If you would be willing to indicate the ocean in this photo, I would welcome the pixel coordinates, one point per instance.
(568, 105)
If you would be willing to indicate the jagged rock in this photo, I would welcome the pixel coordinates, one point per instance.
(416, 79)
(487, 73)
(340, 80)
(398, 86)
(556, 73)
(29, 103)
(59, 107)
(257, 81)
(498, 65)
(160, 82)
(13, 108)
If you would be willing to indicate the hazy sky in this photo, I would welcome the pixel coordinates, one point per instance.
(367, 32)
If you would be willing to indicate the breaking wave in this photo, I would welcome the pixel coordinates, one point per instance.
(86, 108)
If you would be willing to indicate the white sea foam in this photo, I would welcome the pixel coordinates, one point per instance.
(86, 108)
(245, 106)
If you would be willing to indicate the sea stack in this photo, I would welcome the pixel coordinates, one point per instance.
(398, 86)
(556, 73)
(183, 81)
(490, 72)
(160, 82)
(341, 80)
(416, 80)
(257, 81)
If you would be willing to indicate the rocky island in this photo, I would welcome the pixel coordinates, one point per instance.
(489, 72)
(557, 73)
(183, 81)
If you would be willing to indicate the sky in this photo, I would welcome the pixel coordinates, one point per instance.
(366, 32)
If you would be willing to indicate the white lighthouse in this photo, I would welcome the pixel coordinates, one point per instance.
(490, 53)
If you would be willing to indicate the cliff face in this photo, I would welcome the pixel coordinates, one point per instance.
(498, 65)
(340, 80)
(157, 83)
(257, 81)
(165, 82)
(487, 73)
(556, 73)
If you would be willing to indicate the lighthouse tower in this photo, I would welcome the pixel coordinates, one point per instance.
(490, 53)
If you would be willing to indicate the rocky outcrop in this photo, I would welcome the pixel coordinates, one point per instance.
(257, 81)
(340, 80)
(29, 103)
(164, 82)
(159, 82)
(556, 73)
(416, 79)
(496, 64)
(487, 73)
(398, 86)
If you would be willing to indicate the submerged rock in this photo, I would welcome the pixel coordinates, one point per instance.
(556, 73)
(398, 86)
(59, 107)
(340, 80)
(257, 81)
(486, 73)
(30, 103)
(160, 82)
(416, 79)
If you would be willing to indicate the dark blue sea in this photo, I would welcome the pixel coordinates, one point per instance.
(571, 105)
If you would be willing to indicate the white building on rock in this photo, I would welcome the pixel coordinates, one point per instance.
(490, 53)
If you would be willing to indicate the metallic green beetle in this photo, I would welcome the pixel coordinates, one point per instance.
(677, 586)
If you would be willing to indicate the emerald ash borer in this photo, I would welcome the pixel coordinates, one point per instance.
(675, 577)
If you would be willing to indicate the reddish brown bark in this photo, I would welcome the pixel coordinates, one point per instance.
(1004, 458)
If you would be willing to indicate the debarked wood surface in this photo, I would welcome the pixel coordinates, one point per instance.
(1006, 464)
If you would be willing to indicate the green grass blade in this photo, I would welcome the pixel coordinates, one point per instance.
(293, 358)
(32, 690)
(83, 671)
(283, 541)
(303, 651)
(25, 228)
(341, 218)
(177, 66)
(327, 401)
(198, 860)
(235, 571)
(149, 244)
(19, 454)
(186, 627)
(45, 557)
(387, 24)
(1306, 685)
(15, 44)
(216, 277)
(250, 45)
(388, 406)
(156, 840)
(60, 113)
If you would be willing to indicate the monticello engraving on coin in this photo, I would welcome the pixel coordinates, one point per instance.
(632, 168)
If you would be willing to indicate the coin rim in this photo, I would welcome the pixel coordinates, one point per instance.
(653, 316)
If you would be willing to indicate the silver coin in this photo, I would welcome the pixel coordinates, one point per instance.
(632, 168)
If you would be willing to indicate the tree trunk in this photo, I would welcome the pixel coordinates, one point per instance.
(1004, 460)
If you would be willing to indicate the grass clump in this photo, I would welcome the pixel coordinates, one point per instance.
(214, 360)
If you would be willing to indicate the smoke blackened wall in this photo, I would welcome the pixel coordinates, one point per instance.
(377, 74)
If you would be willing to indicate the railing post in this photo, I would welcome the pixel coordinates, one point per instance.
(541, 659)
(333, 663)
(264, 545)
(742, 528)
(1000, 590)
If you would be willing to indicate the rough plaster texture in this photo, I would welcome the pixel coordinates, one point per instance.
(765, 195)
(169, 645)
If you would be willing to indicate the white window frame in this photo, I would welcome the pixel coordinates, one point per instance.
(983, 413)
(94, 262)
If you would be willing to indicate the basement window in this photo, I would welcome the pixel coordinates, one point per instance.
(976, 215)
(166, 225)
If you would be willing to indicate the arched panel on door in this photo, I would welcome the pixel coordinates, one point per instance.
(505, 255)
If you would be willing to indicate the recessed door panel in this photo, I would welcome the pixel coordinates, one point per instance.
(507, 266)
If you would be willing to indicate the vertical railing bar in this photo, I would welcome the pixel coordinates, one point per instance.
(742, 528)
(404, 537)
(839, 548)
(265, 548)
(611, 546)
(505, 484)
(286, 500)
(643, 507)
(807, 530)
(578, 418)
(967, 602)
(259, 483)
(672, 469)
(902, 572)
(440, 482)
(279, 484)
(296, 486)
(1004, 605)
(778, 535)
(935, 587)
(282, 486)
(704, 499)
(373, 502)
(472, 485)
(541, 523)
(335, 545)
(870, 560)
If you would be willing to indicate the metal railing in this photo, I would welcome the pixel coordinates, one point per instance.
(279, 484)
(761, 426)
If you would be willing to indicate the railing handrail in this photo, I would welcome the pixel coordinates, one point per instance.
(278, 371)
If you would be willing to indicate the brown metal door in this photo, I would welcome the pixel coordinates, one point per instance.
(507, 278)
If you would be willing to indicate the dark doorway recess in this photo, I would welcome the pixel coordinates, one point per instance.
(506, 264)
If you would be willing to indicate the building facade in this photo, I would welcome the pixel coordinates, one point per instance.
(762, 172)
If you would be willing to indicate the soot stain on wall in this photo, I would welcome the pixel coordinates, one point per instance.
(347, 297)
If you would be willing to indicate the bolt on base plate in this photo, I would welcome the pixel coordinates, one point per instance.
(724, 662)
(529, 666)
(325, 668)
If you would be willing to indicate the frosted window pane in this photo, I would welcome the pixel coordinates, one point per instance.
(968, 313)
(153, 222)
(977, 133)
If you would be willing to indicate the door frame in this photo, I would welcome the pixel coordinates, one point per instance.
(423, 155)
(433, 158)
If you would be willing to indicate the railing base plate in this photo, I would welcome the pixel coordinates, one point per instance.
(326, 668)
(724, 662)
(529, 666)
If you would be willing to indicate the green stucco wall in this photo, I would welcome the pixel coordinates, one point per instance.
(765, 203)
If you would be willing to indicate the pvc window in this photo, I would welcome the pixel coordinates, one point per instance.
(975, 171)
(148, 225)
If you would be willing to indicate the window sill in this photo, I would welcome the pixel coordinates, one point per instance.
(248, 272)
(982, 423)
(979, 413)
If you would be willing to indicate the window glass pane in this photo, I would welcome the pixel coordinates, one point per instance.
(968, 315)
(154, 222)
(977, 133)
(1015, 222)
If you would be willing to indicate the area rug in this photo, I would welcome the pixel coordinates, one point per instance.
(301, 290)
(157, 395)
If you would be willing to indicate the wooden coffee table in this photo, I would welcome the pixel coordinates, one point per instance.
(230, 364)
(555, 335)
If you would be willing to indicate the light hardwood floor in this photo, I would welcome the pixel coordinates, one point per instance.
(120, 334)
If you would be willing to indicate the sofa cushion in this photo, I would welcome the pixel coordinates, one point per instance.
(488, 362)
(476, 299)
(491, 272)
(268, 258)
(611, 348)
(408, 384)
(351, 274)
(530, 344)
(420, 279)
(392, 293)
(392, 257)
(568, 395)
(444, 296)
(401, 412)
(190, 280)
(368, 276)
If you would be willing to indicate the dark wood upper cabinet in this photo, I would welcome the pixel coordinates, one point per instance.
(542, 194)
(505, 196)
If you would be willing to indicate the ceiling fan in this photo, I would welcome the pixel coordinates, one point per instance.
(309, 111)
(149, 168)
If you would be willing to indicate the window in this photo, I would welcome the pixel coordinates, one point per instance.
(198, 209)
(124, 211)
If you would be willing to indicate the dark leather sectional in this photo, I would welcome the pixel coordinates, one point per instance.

# # # # # # #

- Problem requirements:
Quote word for word the lines above, from the one containing "If you would be willing to indicate the wooden" through the last line.

- Answer:
If you would be willing to indicate the wooden coffee table in this photo, I would welcome the pixel coordinates, one point per instance.
(230, 364)
(555, 335)
If you would be willing to indicate the light hardwood floor in this photo, I would welcome the pixel coordinates, one point per instance.
(120, 334)
If you would be willing to indicate the sofa cushion in this photo, I would welcome the pixel coordinates, one point per instance.
(488, 362)
(476, 299)
(491, 272)
(268, 258)
(611, 348)
(408, 384)
(351, 274)
(530, 344)
(420, 279)
(392, 293)
(392, 257)
(568, 395)
(444, 296)
(401, 412)
(190, 280)
(368, 276)
If you would be willing to indicate the dark wood upper cabinet in this photo, I would welcome the pixel coordinates, one point per instance.
(542, 194)
(505, 196)
If you would be willing to indicate the ceiling fan in this photo, I would welcome the pixel coordinates, one point per instance.
(309, 111)
(149, 168)
If you would be willing to indicate the window in this photo, I would welcome the pixel coordinates, one point per instance.
(198, 209)
(124, 211)
If you would be willing to indicate the dark leather sectional in this photo, I would welcome the pixel coordinates, one point per instance.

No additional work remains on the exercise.